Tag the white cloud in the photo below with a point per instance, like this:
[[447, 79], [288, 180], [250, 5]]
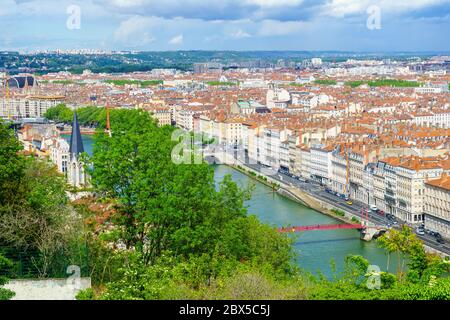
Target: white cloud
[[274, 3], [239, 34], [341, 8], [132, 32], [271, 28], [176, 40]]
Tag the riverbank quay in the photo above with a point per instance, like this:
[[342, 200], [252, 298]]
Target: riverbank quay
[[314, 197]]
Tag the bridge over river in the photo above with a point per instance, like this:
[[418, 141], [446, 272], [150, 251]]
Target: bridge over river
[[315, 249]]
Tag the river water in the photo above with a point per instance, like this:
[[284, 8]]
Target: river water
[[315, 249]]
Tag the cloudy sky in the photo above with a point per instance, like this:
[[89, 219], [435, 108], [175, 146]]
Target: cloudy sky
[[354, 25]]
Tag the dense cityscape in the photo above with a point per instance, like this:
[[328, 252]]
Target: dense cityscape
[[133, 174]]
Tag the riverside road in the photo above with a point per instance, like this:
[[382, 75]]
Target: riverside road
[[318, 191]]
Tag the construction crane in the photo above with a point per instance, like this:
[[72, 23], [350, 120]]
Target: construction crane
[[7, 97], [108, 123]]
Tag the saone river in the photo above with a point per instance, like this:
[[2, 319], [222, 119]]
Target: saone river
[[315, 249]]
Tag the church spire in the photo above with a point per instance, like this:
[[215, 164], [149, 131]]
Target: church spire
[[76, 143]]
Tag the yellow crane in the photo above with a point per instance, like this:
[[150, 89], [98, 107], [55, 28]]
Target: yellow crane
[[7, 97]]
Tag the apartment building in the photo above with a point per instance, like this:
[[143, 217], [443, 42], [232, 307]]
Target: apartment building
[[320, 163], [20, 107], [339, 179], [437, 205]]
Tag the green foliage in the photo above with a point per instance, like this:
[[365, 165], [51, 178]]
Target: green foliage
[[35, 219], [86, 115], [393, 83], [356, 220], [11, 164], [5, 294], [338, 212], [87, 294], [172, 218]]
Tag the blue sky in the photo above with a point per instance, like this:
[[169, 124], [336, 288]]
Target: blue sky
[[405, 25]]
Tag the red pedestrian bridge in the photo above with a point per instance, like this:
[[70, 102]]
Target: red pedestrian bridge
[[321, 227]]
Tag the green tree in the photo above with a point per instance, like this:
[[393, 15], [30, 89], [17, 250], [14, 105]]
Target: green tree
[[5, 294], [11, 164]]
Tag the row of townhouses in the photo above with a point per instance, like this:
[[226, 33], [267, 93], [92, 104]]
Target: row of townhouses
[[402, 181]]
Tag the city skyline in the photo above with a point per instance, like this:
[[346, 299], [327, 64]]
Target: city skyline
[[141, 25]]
____
**EXERCISE TASK**
Please lay out every line of the rows above as a JSON list of strings, one string per line, leaving out blank lines and the pictures.

**TASK RESPONSE**
[
  "Tag the white cloud in the photo below with a point per instance, like this:",
  "[[447, 79], [288, 180], [250, 5]]",
  "Target: white cloud",
  "[[274, 3], [239, 34], [341, 8], [132, 32], [271, 28], [176, 40]]",
  "Tag the riverbank quay in the photo above with a point per instance, like this:",
  "[[342, 200], [252, 298]]",
  "Target: riverbank quay",
  "[[314, 197]]",
  "Tag the bridge over river in the photo above with a point per instance, like this:",
  "[[418, 141], [446, 272], [150, 251]]",
  "Target: bridge over river",
  "[[315, 249]]",
  "Tag the river water in the photo above with a point per instance, like this:",
  "[[284, 8]]",
  "Target: river water",
  "[[315, 249]]",
  "Tag the cloudy sky in the photo above with a point per instance, like this:",
  "[[89, 219], [435, 108], [175, 146]]",
  "Target: cloudy sky",
  "[[354, 25]]",
  "Tag the dense cityscape in the photo above with a point per instance, like this:",
  "[[328, 252]]",
  "Target: dense cityscape",
  "[[133, 174]]",
  "Tag the riverside road in the photo above with a point per instance, like this:",
  "[[382, 75]]",
  "Target: riverside road",
  "[[318, 191]]",
  "Tag the construction crane in the photo above with a point per instance, like this:",
  "[[72, 23], [350, 120]]",
  "Target: construction crane",
  "[[7, 97], [108, 123]]",
  "Tag the saone river in the photo above with a point per instance, like this:",
  "[[2, 319], [222, 119]]",
  "Target: saone river",
  "[[315, 249]]",
  "Tag the church spire in the photo above with a point per instance, like this:",
  "[[215, 164], [149, 131]]",
  "Target: church spire",
  "[[76, 143]]",
  "Tag the yellow crane in the photo above with a point per instance, like this:",
  "[[150, 89], [98, 107], [55, 28]]",
  "Target: yellow crane",
  "[[7, 97]]",
  "Tag the apartment building in the photo above with a point per instance, like this:",
  "[[143, 217], [443, 42], [232, 307]]",
  "Target: apartment building",
  "[[320, 163], [20, 107], [339, 179], [437, 205]]",
  "Tag the green foliage in the photo above with a point per instance, like this:",
  "[[365, 165], [51, 178]]",
  "Target: green foliage",
  "[[35, 219], [86, 115], [393, 83], [356, 220], [11, 164], [5, 294], [338, 212], [87, 294], [172, 218]]",
  "Tag the blue sky in the photo above with a point per instance, like this:",
  "[[169, 124], [336, 288]]",
  "Target: blue sky",
  "[[405, 25]]",
  "Tag the red pedestrian bridge in the photo above with a point per instance, like this:",
  "[[70, 102]]",
  "Target: red pedestrian bridge",
  "[[321, 227]]",
  "Tag the green tree in the photo above with a point per instance, like this:",
  "[[393, 15], [30, 89], [17, 250], [14, 105]]",
  "Target: green tree",
  "[[5, 294], [11, 164]]",
  "Tag the row of townhouses in the photo above with a point per instance, like this:",
  "[[226, 33], [267, 93], [92, 104]]",
  "Target: row of townhouses",
  "[[402, 181]]",
  "Tag the city skyline in the photo above with a point per instance, like this:",
  "[[346, 299], [327, 64]]",
  "Target: city skyline",
  "[[141, 25]]"
]